## The task
Your task is to copy every line of the entries that contains "below".

Items from a data source:
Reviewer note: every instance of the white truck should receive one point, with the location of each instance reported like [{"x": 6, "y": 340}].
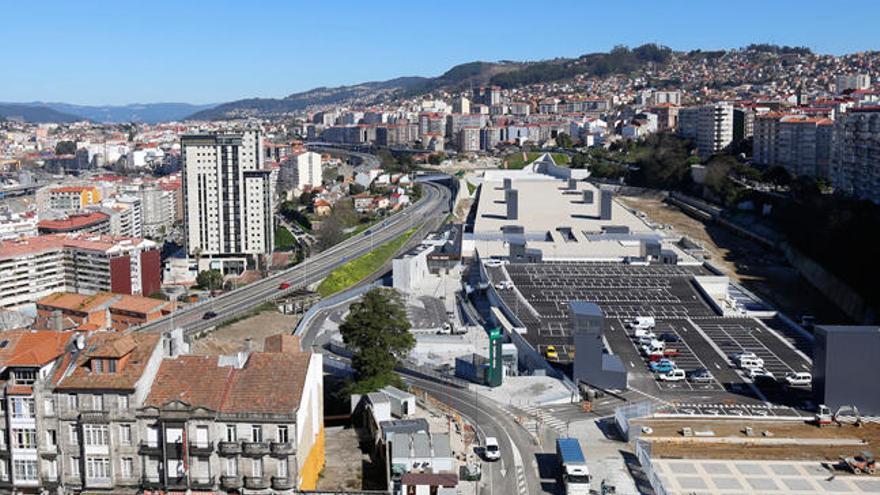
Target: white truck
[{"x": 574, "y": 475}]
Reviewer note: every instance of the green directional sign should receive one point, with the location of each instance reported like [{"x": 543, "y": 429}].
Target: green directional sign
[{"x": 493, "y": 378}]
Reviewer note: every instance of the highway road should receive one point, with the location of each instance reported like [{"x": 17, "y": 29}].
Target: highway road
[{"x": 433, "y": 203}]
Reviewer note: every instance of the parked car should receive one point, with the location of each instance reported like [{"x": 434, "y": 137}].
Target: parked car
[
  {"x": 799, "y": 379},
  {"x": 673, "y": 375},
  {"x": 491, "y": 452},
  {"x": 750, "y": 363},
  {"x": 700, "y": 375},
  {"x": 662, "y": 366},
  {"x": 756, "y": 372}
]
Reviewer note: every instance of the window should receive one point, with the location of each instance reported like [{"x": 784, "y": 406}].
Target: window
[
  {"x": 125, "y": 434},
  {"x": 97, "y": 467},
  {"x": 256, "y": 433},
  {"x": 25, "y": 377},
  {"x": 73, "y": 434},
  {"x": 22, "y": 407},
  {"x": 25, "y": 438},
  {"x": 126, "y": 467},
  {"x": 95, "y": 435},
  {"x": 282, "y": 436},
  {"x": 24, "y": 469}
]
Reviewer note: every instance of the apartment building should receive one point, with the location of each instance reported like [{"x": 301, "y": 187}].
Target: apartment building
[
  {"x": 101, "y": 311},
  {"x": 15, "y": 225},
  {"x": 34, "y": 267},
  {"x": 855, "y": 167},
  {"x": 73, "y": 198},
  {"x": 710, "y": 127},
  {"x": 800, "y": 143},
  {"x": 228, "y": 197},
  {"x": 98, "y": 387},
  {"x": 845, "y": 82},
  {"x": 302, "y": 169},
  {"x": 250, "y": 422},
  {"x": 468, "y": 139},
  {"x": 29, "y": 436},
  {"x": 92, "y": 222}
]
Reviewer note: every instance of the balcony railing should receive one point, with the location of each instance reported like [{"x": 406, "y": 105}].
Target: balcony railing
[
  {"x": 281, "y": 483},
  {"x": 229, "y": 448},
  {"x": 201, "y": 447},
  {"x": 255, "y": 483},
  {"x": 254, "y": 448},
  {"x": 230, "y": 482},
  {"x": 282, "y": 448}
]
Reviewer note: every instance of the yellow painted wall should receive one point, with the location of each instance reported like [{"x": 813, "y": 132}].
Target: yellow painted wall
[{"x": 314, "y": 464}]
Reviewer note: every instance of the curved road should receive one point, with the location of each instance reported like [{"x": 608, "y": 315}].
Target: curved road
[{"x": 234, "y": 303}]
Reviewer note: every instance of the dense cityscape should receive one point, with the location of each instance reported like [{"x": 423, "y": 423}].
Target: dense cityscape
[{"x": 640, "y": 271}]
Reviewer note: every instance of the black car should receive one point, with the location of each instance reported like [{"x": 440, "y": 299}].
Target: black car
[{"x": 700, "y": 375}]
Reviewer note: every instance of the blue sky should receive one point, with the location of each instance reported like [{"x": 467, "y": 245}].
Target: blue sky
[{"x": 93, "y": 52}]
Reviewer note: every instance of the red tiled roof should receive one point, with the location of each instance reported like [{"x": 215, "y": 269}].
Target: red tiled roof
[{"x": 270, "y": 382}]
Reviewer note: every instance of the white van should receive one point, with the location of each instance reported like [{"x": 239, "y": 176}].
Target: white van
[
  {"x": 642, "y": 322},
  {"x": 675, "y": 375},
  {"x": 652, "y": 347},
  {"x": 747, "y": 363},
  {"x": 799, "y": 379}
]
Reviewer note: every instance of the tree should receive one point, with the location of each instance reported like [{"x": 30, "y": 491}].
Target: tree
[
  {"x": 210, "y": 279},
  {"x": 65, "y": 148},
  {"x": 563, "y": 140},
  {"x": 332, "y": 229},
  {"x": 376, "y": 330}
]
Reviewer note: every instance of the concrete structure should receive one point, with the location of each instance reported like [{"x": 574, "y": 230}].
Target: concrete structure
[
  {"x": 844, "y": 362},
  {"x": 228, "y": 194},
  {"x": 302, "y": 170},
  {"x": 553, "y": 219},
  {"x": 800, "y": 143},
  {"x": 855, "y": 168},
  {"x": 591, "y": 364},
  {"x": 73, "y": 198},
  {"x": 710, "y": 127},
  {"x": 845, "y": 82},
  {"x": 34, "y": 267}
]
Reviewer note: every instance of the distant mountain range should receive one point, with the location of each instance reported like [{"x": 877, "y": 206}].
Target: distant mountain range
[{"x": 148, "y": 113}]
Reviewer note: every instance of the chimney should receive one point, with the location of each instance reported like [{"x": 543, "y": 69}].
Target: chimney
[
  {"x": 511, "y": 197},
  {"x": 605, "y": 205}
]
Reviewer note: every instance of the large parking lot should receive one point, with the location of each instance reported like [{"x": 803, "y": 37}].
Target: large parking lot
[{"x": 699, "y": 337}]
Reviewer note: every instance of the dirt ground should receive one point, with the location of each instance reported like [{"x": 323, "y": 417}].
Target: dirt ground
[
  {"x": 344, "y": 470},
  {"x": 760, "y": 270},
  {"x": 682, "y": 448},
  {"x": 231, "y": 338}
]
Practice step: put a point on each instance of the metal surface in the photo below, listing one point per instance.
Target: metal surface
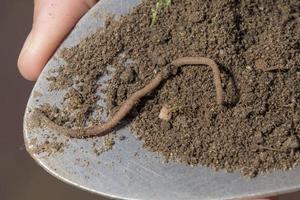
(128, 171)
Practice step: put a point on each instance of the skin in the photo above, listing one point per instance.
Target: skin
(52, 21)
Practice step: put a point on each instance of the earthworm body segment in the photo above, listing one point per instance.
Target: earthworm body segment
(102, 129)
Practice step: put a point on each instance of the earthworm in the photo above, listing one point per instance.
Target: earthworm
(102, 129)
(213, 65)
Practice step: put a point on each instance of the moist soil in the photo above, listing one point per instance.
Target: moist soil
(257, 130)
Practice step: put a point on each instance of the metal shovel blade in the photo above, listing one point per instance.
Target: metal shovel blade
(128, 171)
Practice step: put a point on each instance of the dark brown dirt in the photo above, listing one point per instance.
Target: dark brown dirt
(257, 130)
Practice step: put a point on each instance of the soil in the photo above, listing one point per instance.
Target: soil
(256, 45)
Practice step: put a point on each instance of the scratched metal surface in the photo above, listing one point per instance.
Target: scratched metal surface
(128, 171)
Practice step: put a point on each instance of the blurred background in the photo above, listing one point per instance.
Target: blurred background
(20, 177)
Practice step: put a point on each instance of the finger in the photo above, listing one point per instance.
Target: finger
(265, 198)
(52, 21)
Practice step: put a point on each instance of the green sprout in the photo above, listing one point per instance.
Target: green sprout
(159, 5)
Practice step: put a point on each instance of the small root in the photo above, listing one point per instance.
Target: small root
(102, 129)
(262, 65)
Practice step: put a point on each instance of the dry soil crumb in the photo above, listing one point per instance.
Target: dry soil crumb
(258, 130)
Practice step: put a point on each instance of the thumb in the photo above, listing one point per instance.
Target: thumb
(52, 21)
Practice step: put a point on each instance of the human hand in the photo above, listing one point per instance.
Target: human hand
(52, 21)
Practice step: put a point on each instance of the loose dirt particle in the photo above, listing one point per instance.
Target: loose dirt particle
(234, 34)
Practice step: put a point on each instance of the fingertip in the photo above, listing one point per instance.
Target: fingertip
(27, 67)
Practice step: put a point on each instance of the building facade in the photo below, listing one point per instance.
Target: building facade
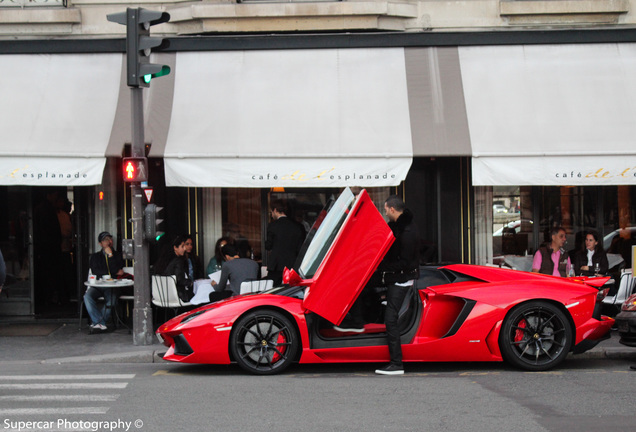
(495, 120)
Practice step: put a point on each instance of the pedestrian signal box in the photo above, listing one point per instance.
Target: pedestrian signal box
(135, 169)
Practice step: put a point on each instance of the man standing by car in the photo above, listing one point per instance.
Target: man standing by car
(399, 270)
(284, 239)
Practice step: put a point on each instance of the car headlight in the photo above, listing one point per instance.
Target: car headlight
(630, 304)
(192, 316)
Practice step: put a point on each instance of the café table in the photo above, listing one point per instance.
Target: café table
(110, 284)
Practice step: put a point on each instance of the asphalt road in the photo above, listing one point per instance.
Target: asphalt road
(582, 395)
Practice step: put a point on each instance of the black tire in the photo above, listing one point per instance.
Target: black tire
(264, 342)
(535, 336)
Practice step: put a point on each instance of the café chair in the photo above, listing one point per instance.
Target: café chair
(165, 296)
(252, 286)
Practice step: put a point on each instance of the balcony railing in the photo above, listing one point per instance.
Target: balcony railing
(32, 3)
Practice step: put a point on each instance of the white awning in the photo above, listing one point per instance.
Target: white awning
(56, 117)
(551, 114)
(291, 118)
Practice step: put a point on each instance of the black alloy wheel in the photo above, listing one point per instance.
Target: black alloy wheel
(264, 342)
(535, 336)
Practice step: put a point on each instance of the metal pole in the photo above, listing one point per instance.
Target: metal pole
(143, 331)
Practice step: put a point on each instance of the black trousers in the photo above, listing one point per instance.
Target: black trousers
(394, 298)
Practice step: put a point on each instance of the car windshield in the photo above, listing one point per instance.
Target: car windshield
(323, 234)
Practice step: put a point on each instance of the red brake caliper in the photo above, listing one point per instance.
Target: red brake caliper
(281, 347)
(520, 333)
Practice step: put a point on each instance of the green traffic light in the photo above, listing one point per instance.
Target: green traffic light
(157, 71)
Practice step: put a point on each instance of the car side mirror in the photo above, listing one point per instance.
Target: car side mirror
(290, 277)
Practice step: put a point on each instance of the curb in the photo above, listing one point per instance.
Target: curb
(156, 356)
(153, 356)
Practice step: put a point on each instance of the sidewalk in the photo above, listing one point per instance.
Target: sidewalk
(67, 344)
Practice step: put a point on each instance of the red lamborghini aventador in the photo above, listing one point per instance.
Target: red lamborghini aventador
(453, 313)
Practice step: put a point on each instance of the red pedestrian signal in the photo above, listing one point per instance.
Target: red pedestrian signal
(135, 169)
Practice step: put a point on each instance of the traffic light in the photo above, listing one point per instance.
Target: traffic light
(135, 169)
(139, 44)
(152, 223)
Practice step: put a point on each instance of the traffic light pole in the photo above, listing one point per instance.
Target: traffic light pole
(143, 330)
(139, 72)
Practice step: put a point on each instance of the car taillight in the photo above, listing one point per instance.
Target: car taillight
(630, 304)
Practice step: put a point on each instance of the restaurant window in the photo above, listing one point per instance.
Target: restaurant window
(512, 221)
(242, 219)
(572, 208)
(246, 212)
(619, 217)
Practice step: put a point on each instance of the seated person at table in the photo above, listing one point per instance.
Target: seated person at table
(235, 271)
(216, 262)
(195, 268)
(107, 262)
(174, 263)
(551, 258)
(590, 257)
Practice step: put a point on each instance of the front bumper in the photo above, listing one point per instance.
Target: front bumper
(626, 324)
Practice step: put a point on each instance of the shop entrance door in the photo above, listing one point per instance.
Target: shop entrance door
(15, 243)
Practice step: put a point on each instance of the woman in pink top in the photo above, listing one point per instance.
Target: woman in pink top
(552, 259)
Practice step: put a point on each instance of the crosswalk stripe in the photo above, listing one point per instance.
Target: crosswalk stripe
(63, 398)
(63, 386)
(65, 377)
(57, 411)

## Result for this exercise
Practice step: put a point on each instance of the metal surface in the photo below, listing one point per instance.
Practice step: put a point on each instance of the building facade in the photo below, listing one point per instance.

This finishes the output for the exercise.